Task to complete: Repeat exactly, and only, the lines from the line bearing "for the wall-mounted" through the end of the material. Do not copy the pictures.
--- Start Available records ---
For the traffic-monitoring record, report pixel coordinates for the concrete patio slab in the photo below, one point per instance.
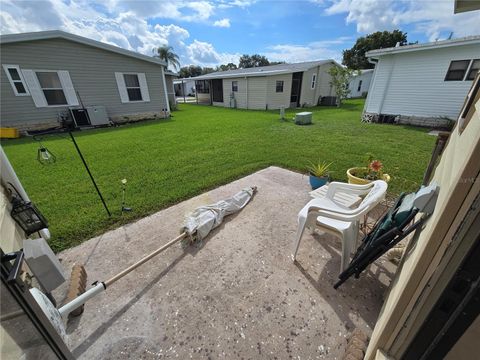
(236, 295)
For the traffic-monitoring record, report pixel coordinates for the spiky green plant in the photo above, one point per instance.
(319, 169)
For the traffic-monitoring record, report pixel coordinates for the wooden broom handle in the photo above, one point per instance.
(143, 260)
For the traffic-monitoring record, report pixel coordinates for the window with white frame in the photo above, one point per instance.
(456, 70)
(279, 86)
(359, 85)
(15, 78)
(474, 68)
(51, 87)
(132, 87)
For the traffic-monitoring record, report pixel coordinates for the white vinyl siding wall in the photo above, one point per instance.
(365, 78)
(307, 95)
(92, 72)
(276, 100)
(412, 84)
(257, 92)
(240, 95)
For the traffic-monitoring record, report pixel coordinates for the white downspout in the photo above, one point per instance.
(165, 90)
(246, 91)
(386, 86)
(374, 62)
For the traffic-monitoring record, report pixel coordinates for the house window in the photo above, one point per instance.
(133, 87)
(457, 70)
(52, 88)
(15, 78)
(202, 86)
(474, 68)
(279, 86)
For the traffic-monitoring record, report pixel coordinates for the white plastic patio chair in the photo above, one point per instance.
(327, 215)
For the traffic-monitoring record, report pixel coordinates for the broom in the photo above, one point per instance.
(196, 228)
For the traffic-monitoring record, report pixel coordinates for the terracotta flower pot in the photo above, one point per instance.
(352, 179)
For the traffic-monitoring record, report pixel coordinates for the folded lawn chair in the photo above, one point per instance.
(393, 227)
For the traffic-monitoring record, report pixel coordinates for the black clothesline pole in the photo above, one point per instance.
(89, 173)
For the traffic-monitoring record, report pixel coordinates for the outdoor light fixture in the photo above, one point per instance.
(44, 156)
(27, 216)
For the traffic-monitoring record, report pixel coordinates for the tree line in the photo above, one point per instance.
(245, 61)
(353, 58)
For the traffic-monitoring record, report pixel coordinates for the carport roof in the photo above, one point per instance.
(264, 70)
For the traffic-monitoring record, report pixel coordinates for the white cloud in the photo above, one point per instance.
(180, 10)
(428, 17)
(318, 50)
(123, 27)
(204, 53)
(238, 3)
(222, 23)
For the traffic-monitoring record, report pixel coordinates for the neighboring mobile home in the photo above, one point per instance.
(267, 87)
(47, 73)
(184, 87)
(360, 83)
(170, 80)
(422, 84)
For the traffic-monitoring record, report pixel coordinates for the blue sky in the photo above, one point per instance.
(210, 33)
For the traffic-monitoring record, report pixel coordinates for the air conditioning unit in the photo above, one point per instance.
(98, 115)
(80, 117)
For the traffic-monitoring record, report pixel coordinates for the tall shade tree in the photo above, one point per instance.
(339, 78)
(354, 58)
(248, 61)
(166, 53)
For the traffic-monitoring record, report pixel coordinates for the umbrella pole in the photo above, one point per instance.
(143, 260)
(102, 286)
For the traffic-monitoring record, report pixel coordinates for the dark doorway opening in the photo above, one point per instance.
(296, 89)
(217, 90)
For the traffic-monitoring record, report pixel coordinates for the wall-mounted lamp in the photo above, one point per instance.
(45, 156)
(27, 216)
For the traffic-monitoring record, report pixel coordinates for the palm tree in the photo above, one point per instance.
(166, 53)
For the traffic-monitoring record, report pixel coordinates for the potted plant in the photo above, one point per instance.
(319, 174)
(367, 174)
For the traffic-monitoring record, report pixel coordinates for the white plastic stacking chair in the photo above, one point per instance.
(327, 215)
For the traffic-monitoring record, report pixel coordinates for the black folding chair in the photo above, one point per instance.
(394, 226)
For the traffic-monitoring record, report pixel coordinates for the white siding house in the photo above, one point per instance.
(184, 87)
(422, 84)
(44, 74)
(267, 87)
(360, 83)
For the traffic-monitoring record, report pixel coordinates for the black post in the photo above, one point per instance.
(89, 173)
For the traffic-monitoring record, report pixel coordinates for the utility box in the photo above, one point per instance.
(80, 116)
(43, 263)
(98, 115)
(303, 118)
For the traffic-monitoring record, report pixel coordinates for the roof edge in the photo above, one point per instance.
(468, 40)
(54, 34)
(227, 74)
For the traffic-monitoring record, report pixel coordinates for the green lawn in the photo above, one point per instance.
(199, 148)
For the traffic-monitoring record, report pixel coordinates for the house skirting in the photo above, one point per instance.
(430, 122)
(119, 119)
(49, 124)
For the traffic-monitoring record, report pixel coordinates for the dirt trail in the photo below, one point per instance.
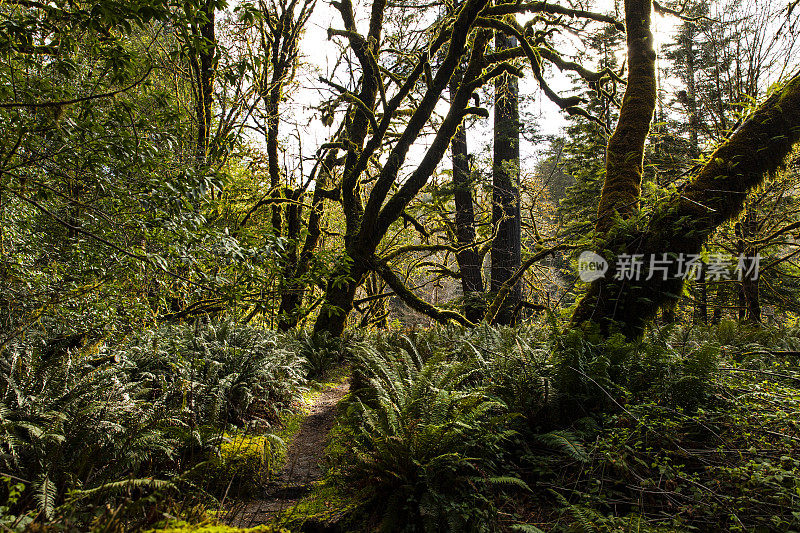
--- End Available records ---
The response:
For the traffic-monitoring record, report pixel coordinates for the wall-mounted lamp in the photo above, one point per instance.
(45, 156)
(27, 216)
For the traffic-monitoring record, report pixel coordinates for the palm tree in the photo above, one point per instance.
(166, 53)
For the traffic-monitoring record, report pixel coordinates for the potted plant in the photo above, one point per instance.
(319, 174)
(367, 174)
For the traffic-monitoring record, report pixel coordinates for the white plastic stacking chair in the photo above, one point per instance.
(327, 215)
For the traffic-monitoring record, report pixel coordinates for the black folding chair in the photo above, one point per instance.
(394, 226)
For the traffic-monitoring record, report pixel coordinates for the white siding house in the photo above, one point per instance.
(184, 87)
(422, 84)
(44, 74)
(267, 87)
(360, 83)
For the traffic-monitoring record, report pixel coordinates for the black post in the photo above, one point per instance.
(89, 173)
For the traffic-monitoring record, report pixel coordinates for the utility box in the photo above, one point per instance.
(80, 116)
(43, 263)
(98, 115)
(303, 118)
For the traffic-monitoring record, report pixel coordinates for the roof edge in the photo above, one point per instance.
(468, 40)
(54, 34)
(227, 74)
For the traffic-monitoring record, report pixel coordinates for the green lawn in the photo above, one point per instance.
(199, 148)
For the traffic-monitoring record, report pixel coordinates for the house skirting in the photo above, one point per instance.
(430, 122)
(119, 119)
(49, 124)
For the traffic-monitoring record, report pixel coordinates for the dirt trail in the photo below, one point per instance.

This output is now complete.